• [Objective]: Show each line of the items below that contains the string "dense". Case counts, so match uppercase and lowercase letters exactly.

Start of Dataset extract

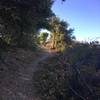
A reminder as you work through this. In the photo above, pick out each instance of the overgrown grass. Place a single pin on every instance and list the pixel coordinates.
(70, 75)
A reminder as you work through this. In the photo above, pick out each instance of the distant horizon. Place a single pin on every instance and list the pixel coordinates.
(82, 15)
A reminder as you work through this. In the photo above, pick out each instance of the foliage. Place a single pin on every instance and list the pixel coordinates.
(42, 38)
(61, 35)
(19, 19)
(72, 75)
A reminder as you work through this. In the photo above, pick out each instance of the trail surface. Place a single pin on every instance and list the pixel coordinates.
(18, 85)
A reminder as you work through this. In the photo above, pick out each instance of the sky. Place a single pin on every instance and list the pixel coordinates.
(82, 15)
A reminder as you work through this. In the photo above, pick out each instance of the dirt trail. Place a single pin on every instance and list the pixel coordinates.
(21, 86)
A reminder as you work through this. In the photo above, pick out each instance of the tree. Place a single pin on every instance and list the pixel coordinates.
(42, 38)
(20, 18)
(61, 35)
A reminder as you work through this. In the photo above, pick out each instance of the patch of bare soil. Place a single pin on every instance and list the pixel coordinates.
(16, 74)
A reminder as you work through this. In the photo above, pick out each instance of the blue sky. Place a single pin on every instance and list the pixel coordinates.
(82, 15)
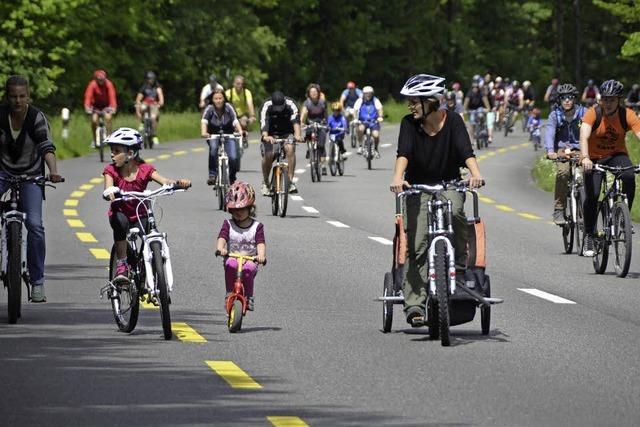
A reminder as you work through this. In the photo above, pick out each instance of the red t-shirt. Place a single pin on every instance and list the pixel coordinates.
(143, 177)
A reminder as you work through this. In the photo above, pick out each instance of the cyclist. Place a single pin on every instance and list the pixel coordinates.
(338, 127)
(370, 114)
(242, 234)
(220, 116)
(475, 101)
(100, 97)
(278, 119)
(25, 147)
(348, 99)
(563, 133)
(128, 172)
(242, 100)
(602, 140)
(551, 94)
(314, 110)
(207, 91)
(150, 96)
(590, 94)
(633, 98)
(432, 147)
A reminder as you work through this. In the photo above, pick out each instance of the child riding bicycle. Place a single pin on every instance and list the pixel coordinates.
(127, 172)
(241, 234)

End of Dataset extract
Start of Dataset extract

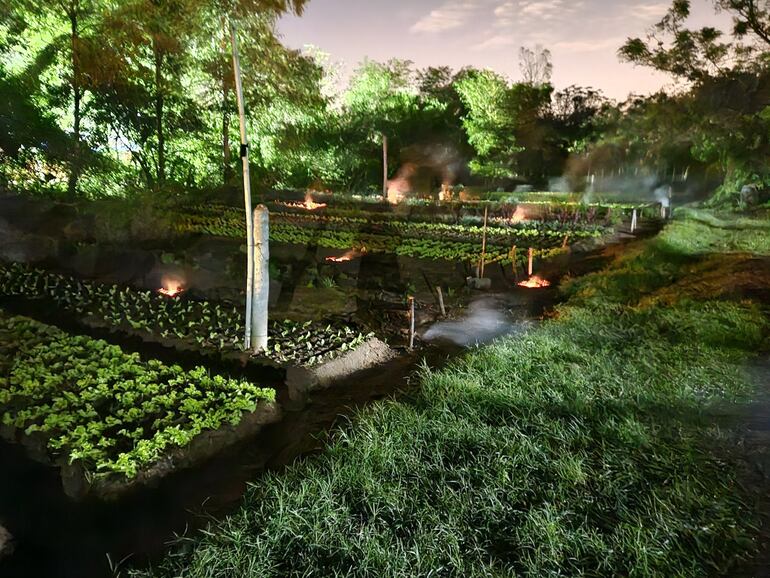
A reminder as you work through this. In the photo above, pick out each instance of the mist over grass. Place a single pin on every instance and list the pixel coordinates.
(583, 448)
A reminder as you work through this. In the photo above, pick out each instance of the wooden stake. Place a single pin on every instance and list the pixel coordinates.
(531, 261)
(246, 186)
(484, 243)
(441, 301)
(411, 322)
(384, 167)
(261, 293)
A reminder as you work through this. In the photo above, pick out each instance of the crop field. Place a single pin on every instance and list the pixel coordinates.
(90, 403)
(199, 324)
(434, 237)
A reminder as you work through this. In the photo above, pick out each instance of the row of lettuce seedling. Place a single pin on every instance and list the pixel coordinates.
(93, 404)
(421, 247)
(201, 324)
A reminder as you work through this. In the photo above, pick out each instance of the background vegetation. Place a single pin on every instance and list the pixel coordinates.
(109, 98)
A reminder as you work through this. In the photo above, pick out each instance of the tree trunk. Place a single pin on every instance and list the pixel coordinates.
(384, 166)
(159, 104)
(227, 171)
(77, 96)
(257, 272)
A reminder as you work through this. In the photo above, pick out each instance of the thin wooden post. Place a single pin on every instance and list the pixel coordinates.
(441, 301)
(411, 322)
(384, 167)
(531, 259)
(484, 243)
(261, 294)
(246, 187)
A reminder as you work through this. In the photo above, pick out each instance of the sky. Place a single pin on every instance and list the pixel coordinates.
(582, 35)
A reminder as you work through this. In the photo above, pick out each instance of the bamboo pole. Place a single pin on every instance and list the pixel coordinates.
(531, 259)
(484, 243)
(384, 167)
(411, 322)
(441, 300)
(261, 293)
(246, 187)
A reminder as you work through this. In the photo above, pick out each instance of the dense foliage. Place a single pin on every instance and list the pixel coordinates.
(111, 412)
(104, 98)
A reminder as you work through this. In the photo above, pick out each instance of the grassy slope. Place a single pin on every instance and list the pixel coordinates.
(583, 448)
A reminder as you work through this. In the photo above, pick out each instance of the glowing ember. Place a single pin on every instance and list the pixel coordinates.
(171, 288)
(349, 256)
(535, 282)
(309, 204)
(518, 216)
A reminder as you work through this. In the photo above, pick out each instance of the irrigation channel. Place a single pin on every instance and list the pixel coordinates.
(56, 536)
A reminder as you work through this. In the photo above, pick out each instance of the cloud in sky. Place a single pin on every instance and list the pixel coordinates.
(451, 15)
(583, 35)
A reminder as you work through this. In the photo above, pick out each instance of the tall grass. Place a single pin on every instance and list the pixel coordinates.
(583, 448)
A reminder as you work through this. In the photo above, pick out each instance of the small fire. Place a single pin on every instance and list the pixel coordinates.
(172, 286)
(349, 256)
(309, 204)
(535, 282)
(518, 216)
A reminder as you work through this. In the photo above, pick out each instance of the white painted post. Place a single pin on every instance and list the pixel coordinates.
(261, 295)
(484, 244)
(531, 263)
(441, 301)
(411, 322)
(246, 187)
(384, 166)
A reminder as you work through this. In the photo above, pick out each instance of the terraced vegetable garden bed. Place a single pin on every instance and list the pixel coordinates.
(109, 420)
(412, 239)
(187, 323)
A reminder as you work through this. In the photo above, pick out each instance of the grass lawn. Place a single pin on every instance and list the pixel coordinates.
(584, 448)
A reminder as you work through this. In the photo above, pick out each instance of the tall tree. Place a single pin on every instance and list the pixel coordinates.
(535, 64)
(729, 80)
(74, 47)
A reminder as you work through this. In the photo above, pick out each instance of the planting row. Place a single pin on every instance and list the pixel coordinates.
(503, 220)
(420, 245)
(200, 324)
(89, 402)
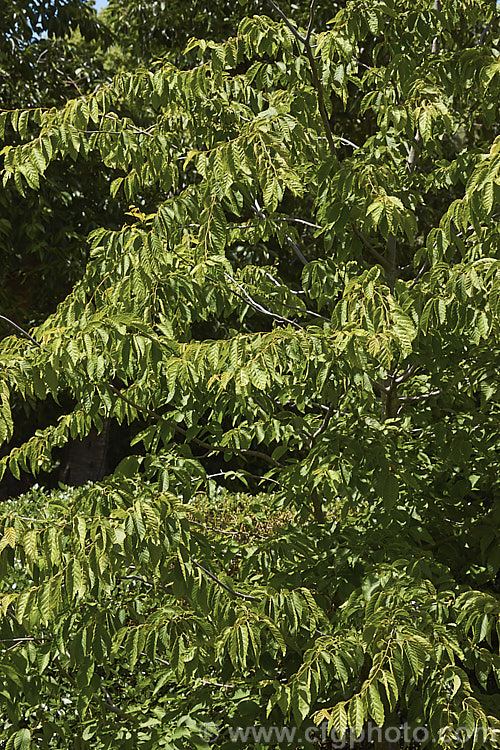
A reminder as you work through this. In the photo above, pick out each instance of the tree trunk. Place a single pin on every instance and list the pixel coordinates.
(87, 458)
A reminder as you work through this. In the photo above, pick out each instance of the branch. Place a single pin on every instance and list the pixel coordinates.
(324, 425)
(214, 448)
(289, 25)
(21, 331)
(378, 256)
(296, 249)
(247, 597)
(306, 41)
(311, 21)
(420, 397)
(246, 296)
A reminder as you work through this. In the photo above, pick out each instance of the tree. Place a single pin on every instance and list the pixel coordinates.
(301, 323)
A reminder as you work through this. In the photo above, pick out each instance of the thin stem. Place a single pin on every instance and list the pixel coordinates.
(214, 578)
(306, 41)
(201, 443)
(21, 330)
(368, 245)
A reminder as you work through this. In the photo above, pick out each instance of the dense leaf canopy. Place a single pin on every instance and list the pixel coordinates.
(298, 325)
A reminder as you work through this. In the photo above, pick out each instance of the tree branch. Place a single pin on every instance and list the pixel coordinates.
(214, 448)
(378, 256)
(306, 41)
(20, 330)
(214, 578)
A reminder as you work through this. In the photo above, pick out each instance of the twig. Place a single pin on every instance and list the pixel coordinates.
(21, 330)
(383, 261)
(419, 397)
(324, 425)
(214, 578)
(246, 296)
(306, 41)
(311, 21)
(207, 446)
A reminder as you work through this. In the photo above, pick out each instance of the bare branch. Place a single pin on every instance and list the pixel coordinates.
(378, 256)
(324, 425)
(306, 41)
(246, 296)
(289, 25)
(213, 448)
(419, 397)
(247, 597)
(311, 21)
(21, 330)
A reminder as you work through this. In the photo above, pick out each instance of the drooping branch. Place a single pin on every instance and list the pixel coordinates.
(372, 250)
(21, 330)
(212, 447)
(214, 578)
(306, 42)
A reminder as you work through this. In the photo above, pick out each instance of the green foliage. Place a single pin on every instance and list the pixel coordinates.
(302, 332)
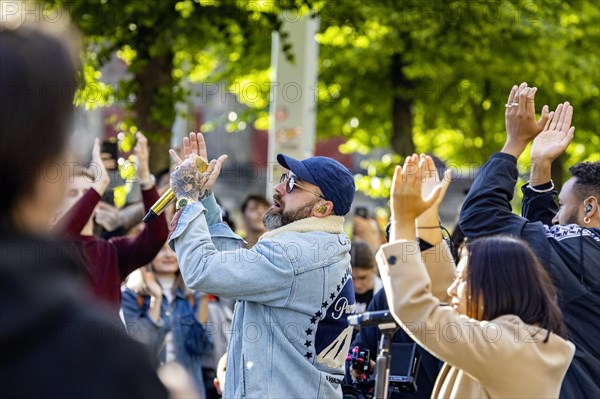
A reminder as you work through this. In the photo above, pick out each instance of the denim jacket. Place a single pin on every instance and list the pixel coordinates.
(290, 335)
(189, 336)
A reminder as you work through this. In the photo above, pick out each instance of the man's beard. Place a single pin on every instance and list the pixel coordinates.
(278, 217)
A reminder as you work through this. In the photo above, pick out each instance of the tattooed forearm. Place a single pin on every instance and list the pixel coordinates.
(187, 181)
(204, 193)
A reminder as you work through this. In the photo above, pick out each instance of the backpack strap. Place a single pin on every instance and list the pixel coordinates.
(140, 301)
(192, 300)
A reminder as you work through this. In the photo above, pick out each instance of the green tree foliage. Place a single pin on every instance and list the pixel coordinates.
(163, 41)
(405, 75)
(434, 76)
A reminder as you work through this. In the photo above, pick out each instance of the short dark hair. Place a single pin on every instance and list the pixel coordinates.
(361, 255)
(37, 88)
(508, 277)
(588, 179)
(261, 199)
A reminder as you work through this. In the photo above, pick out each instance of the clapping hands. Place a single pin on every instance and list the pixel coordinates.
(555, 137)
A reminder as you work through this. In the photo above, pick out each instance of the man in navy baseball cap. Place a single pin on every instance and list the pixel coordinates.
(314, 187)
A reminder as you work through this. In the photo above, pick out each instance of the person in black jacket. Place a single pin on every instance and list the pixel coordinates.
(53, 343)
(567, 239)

End of Dataset extract

• [Completed exercise]:
A reminder as you work through this. In the photo above, pick out each instance of the dense foliage. Place a single pin on every instance and list the pixel coordinates.
A reminder as you work through this. In the photo above, pick out each instance of the dense leaf canopy. Place a single pin on every instance and list the pixel coordinates.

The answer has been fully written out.